++++ Data to use ++++

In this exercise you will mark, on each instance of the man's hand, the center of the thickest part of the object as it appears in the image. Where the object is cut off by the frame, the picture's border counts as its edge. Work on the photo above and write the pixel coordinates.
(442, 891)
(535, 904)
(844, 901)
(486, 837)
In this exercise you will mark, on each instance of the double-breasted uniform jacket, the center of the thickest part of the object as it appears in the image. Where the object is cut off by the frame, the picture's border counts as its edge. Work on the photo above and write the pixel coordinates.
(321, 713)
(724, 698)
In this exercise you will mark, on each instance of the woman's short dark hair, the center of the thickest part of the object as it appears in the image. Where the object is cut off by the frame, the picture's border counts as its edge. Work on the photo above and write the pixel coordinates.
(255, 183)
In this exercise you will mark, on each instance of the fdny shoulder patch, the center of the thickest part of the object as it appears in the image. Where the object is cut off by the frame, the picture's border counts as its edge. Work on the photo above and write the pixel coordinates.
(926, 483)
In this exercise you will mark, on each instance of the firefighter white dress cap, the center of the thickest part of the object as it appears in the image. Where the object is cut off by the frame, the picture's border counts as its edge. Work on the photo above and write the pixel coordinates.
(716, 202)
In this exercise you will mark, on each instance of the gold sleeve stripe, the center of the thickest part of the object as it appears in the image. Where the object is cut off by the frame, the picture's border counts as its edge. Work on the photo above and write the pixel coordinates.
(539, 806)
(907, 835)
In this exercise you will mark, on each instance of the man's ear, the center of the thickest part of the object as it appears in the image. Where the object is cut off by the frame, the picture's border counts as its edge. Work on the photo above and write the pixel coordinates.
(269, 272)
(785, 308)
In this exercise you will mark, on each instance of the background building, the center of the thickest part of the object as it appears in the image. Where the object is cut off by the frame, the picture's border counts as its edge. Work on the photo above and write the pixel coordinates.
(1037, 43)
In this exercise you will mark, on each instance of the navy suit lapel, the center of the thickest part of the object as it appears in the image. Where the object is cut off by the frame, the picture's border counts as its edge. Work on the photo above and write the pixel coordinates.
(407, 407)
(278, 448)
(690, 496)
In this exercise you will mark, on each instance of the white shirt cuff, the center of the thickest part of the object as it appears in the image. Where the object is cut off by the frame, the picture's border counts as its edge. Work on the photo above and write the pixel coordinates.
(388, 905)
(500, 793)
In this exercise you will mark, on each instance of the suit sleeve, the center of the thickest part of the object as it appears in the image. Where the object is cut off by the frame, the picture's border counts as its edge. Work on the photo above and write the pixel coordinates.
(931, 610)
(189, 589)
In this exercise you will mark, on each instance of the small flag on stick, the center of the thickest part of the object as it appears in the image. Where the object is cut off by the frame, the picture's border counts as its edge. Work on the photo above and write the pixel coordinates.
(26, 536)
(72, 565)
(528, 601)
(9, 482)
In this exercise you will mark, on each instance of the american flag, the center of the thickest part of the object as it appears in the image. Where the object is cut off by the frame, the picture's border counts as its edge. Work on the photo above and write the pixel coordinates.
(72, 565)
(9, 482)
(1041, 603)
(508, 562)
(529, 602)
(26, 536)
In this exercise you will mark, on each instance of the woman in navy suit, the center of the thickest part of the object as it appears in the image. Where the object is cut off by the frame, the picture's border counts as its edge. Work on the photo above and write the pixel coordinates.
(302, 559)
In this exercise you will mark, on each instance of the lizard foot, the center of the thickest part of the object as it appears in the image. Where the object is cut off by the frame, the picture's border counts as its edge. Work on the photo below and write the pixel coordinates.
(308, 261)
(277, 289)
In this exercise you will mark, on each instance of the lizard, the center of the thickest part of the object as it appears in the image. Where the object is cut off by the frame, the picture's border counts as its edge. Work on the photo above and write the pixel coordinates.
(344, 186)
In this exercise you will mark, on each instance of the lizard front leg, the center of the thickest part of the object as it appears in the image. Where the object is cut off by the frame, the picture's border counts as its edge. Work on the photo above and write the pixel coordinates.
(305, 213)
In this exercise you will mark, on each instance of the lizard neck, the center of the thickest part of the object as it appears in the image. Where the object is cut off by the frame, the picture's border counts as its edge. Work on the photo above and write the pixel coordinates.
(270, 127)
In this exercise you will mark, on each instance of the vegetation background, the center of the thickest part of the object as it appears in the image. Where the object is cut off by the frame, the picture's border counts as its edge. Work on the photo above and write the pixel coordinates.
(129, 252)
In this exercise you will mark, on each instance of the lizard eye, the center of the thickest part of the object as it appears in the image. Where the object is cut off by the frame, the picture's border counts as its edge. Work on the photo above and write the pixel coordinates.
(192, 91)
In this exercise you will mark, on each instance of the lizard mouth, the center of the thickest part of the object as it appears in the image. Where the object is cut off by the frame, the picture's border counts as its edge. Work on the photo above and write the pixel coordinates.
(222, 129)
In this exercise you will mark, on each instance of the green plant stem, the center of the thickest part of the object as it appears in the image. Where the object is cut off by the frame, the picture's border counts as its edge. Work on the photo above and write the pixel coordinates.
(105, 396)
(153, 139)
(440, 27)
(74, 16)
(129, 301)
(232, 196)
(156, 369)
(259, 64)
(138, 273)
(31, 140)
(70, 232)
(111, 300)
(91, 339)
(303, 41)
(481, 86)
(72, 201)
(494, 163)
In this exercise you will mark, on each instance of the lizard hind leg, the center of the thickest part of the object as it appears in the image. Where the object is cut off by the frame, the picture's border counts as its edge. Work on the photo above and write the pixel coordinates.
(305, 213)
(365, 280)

++++

__Work to complete__. Repeat exactly, and only, the lines from the line with "lizard mouth, the" through the end of the listing above, both ends included.

__In response__.
In this exercise you will mark, on each instance of the lizard mouth, the center of the thickest part of the object as it appears in the image. Where the object is cut off by the frame, the picture's border counts as its edge. Work on the photo above and write the pixel coordinates.
(222, 129)
In this exercise you will mark, on each instance of the green plant stem, the center of the thickest part of the object as it appears in the image. Where the object is cut off by the frame, the picture's border counts as its edge. Work on the photo above and write the pixel coordinates.
(105, 396)
(153, 139)
(440, 27)
(74, 16)
(129, 301)
(232, 196)
(156, 369)
(259, 64)
(138, 273)
(31, 140)
(70, 232)
(111, 300)
(91, 339)
(303, 41)
(481, 86)
(72, 201)
(494, 163)
In this exercise you will mark, on each instance of the lizard hind leg, the center of the thickest part of the object as it appears in the image. Where the object is cut off by the frame, the picture's border counts as its edge. Work on the photo above and write the pixel coordinates.
(305, 213)
(365, 280)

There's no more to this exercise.